__GIVEN PROBLEM 1__
Find each line in the records that contains the string "patty", treating case as significant, and copy those lines.

__GIVEN PASSAGE__
-*-
I'm familiar with the needs of the user, carrier and developers and have 
written code for devices ranging from set top boxes through to some J2ME 
stuff for other phones, but my point here is the functionality blocks 
don't offer the user any real advantage, all it does is get in the way 
of developers offering users the customisations they want to have.

In the case of the emergency services dialling, this shouldn't be an 
outright block on apps dialling the number, the OS should limit the 
behaviour (e.g. The OS pops up a system dialogue asking the user for 
confirmation if the emergency service number is dialled).

In the case of Marketplace, it should be the same thing. Marketplace 
shouldn't be able to have a different UI flow, it should be restricted 
to the same functionality sandbox as any other third party application 
manager.

Users love customisation. There are companies that survive purely on 
selling ring tones and wallpapers to phone users. And most phone users 
don't want to get involved in technical issues, so they aren't going to 
install a James Bond dialler and say "OK, if I need emergency services 
I'll switch my dialler app", they're just going to say "The built in 
dialler lets me dial 911, this dialler must be shoddy if it doesn't". 
Similarly they aren't going to go "The SlideME app is doing the best it 
can with it's limited UI flow", they're going to say "Market place is 
far slicker than SlideME, so I'm going to stick with that?"

Yes, there are security issues, Yes they need to be dealt with, but only 
allowing functionality to a select few approved applications is 
definitely not an "open platform" approach to it.

Al.
-*-
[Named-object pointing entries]
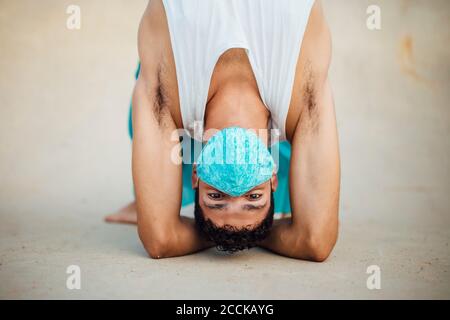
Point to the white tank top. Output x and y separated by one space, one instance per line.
270 31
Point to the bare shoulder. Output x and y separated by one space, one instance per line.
152 37
312 69
158 73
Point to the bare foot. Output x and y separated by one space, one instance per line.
127 214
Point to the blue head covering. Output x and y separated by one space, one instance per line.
234 161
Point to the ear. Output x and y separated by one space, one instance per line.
194 178
274 181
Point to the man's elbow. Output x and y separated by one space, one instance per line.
157 250
319 250
320 244
156 247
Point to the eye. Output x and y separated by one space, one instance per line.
215 195
254 196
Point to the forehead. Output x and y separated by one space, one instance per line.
204 185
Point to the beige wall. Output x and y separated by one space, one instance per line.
65 153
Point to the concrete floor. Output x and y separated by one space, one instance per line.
65 161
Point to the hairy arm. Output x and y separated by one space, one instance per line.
311 233
157 175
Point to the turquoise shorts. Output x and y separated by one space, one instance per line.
281 195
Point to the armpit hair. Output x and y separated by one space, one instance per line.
309 115
160 106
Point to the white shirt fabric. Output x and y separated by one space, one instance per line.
270 31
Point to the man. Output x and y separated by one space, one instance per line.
211 66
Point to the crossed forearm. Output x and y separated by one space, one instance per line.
182 239
296 242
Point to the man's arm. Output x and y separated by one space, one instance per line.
157 177
314 175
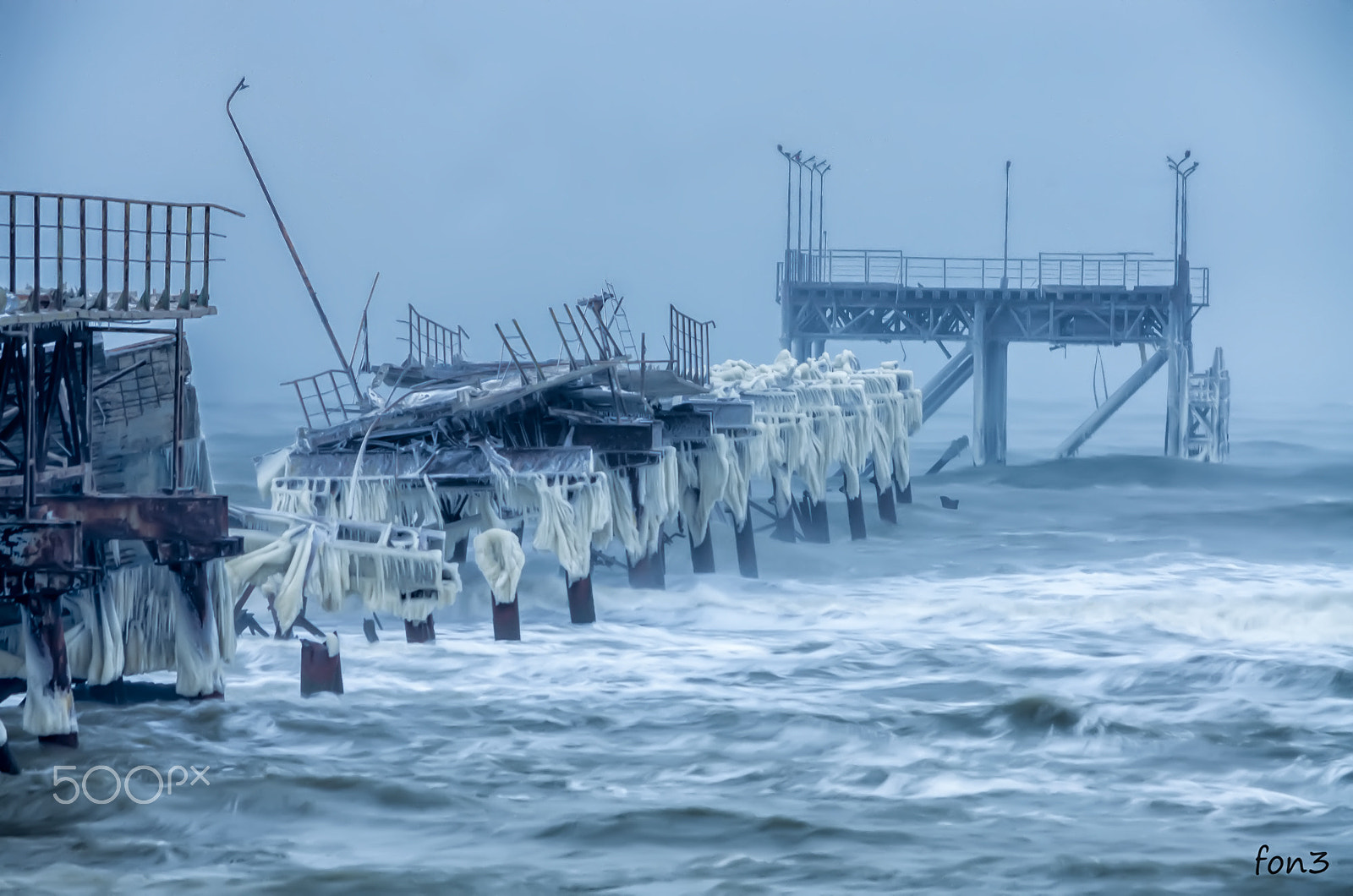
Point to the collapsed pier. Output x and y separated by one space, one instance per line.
110 535
597 448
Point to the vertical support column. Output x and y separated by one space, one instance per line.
196 642
1176 383
703 553
856 515
989 366
507 620
321 666
8 765
647 571
886 505
784 522
49 709
30 425
419 632
582 609
812 520
746 539
176 463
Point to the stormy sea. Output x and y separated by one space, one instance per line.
1114 675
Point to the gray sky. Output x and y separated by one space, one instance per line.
496 159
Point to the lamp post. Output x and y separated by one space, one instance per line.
320 309
789 200
1181 206
820 169
808 164
1005 245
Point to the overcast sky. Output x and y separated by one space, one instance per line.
491 160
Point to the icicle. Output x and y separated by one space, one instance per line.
196 647
501 560
47 711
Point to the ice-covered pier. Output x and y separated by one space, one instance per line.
110 535
983 305
600 448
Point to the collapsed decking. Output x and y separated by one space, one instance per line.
110 538
595 448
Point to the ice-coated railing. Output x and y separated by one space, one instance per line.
1050 270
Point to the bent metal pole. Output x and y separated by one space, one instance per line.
324 319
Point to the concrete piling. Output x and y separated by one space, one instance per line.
321 668
581 607
746 538
507 621
419 632
856 515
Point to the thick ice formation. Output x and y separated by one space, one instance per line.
47 709
818 414
310 562
501 560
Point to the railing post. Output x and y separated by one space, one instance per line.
168 292
83 281
14 209
37 254
126 254
206 254
187 261
103 243
145 295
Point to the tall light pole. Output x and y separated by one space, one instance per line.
320 309
789 200
820 169
1181 205
798 256
808 164
1005 245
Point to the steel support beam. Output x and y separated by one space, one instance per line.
1140 376
946 382
989 364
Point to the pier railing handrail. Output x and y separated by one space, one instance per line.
687 342
328 394
1050 270
67 243
432 342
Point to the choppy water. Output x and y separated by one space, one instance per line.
1116 675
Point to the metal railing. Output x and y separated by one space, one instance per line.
689 342
103 252
328 396
430 342
1050 270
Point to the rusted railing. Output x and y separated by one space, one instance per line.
689 342
328 396
430 342
105 254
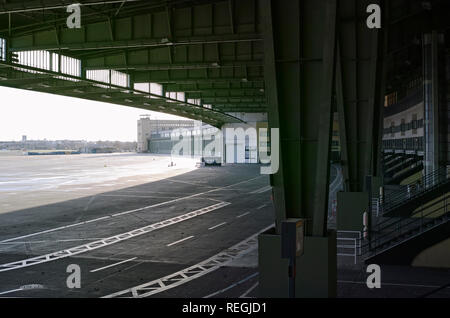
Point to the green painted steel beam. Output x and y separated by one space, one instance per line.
299 66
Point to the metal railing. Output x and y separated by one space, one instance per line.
412 191
349 242
397 230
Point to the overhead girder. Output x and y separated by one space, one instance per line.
209 22
205 87
180 76
199 42
68 85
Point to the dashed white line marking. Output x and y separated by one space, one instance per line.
244 214
216 226
10 291
109 240
24 287
112 265
126 212
182 240
188 274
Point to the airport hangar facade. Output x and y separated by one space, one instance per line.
297 61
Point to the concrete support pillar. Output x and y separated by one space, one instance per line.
300 47
316 269
431 55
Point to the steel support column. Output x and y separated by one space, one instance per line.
299 48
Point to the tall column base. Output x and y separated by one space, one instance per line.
316 270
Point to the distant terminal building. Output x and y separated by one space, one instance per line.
239 143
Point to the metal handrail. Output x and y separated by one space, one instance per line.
399 227
356 246
411 191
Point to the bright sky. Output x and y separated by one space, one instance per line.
40 116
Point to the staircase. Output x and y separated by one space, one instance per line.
403 201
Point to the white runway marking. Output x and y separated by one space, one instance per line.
232 286
10 291
246 213
107 241
135 196
89 203
216 226
112 265
126 212
179 241
244 295
55 229
188 274
53 241
25 287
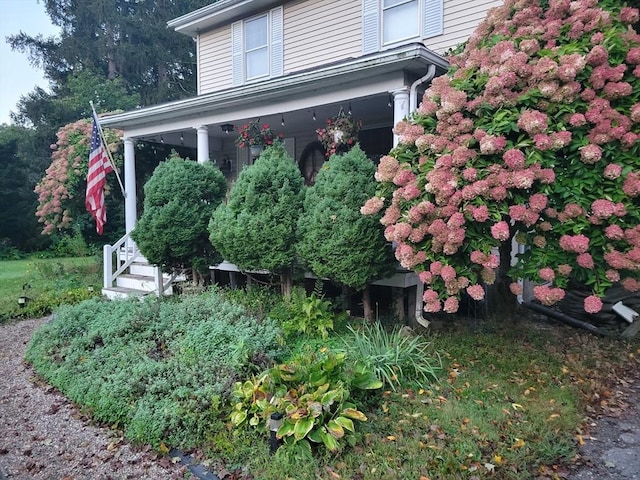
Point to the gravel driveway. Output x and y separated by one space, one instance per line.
42 436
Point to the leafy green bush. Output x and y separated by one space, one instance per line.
396 358
313 395
179 200
258 300
309 315
159 370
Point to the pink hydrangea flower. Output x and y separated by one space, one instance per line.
592 304
372 206
612 171
515 288
585 260
612 275
476 292
547 274
548 295
574 243
614 232
451 305
533 121
448 273
590 153
500 231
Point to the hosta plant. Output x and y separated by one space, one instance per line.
533 135
313 393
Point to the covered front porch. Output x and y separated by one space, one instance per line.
377 90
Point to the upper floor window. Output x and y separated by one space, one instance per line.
257 47
387 22
400 20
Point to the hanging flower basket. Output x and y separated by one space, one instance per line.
253 134
340 134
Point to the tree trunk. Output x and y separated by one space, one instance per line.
286 283
366 304
501 303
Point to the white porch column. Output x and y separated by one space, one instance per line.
400 108
129 184
203 143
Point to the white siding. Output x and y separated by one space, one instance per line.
320 32
461 17
214 62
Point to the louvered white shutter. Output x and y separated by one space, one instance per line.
276 56
237 54
370 26
433 18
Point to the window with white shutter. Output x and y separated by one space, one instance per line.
389 22
257 50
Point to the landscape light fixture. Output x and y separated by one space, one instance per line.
275 421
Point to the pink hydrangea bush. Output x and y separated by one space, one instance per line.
65 178
533 134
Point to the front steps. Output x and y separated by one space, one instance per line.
139 280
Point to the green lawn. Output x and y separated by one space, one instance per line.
45 282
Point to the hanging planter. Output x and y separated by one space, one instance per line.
340 134
255 150
256 136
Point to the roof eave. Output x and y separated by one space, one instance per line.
216 14
409 56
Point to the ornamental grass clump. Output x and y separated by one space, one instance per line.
396 358
533 134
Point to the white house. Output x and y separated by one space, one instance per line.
293 64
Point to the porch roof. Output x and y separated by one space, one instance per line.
365 76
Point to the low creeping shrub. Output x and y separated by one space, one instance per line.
160 370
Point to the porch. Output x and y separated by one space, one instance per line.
378 90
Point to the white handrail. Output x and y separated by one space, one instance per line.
126 252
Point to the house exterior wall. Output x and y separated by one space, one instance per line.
321 31
461 17
318 32
214 60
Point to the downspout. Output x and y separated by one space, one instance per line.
419 302
413 104
413 92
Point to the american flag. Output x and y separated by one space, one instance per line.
99 166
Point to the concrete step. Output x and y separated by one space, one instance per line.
136 282
121 293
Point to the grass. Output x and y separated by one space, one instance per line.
510 404
44 281
509 401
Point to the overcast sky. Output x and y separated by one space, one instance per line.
17 76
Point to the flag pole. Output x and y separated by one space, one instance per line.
104 143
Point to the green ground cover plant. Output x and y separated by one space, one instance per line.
506 403
47 283
161 371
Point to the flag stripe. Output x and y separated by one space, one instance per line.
99 167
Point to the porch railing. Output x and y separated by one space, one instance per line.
125 251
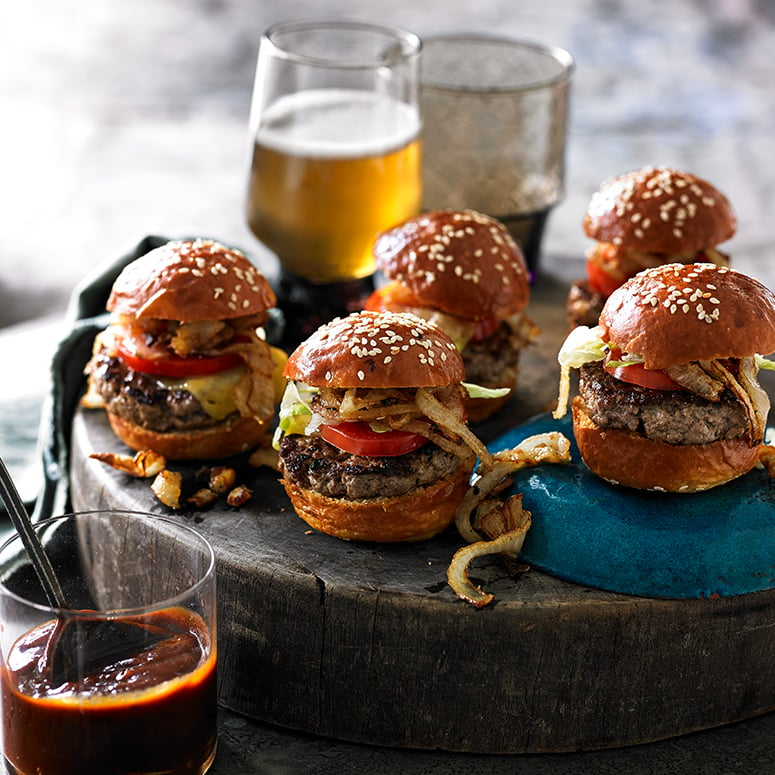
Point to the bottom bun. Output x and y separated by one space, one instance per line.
630 460
224 440
420 514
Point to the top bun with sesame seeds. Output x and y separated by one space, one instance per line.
677 313
668 392
189 281
461 270
660 210
372 438
184 368
376 350
646 218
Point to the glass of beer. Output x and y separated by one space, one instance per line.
335 134
495 117
124 680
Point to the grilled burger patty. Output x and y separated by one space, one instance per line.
145 400
672 416
487 360
314 464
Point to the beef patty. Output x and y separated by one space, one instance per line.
672 416
145 400
490 360
314 464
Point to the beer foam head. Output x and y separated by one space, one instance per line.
338 123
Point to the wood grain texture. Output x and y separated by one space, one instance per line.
367 643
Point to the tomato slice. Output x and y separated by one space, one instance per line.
638 374
358 438
174 365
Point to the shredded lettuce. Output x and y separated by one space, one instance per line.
478 391
295 410
764 363
582 345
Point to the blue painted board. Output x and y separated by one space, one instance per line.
720 542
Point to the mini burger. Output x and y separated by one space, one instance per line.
647 218
372 437
183 368
462 271
668 392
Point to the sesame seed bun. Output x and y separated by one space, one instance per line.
376 350
461 262
660 210
419 514
631 460
677 313
191 281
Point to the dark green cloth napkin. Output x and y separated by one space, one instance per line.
86 316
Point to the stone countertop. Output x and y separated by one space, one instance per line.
126 119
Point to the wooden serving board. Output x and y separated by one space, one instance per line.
367 643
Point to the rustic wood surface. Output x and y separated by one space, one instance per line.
367 643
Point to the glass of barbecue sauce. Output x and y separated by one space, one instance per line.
124 679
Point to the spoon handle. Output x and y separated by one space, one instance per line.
23 524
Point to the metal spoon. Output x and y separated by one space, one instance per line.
80 643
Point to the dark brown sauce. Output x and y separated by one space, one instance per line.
149 712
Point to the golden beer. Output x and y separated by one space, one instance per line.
332 168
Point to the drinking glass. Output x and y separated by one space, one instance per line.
495 114
139 694
335 134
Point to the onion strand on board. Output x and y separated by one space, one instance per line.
552 447
504 524
515 522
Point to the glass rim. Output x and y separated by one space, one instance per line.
411 43
560 55
113 612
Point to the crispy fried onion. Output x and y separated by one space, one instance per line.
767 459
746 390
404 409
694 378
254 393
505 524
550 447
143 464
204 336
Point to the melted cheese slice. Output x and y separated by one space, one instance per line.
215 392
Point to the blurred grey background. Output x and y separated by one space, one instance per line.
121 119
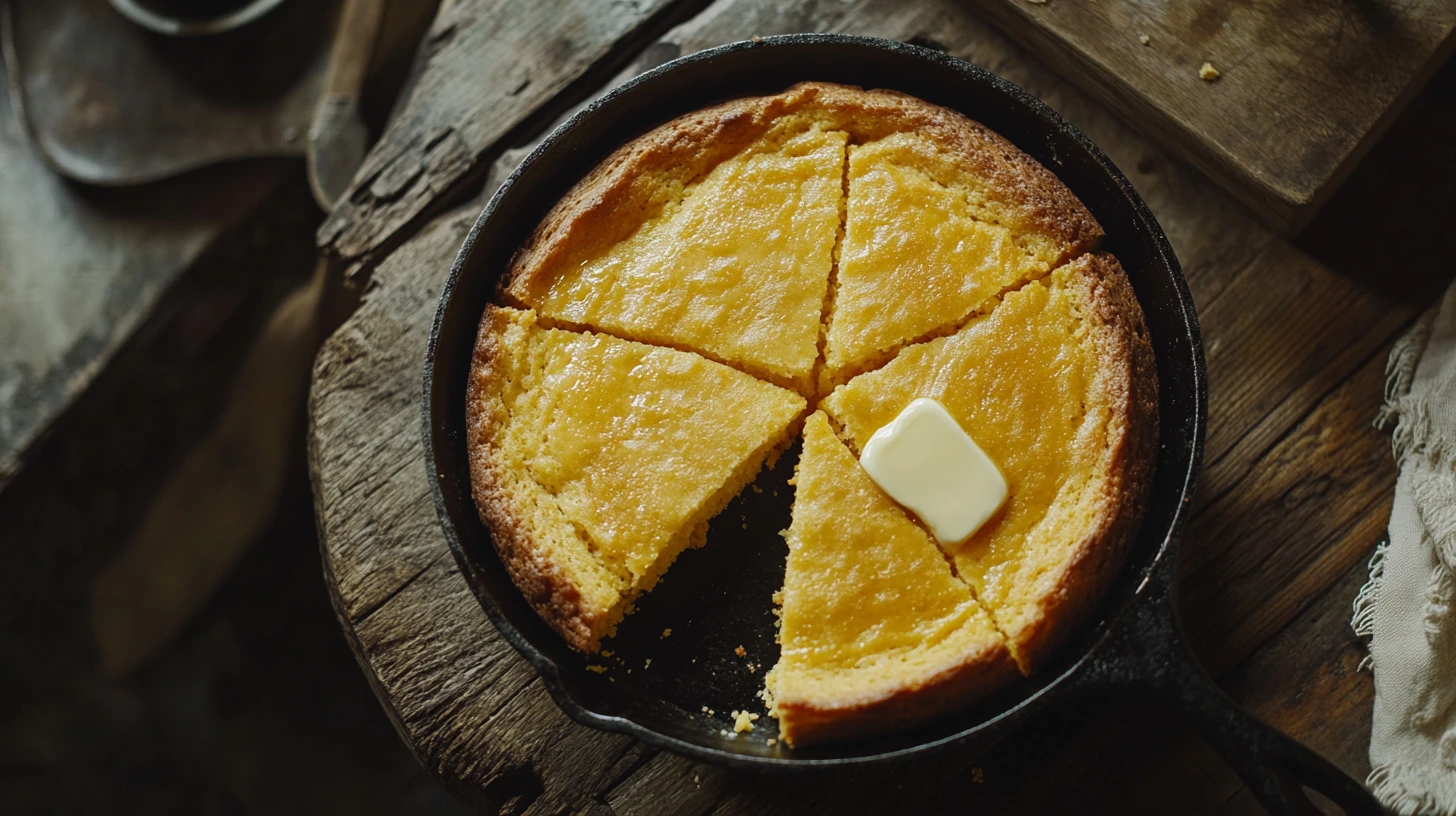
-*-
__GIVEN PROBLEM 2__
Go on with the message about restrictions on phone apps from the point where it stops.

__RESPONSE 1__
Point to the grilled burger patty. Output x and y separated by one space, one instance per line.
Point to the beef patty. Output x and y separated by one space, one instance per line.

__RESPONSE 2__
hackbod wrote:
> On Oct 22, 11:14 am, tomgibara <[EMAIL PROTECTED]> wrote:
>   
>> Android requires three (extrinsic) things: users, carriers and
>> developers. Any particular feature/restriction may be independently
>> regarded as good or bad by the members of these three groups.
>>
>> Seeing particular security related restrictions only within the narrow
>> context of what suits developers and some users, ignores the
>> importance of carriers in cementing Android as a widely deployed
>> mobile platform.
>>     
>
> Also it is very important to keep in mind that it ignores the
> importance of -most- users as well.  All through the design of
> Android, we have had to ask over and over again how open we can make
> things for developers while at the same time protecting users who
> can't and shouldn't need to care much about how to keep their phone
> secure.  For example, this is the incentive behind requiring that the
> user explicitly enable side-loading of applications before they can
> download things directly from a web page.
>
> We have ideas for how to improve many of these things in the future,
> but what is in 1.0 is what we had time to do and what we though were
> the best overall choices for all involved.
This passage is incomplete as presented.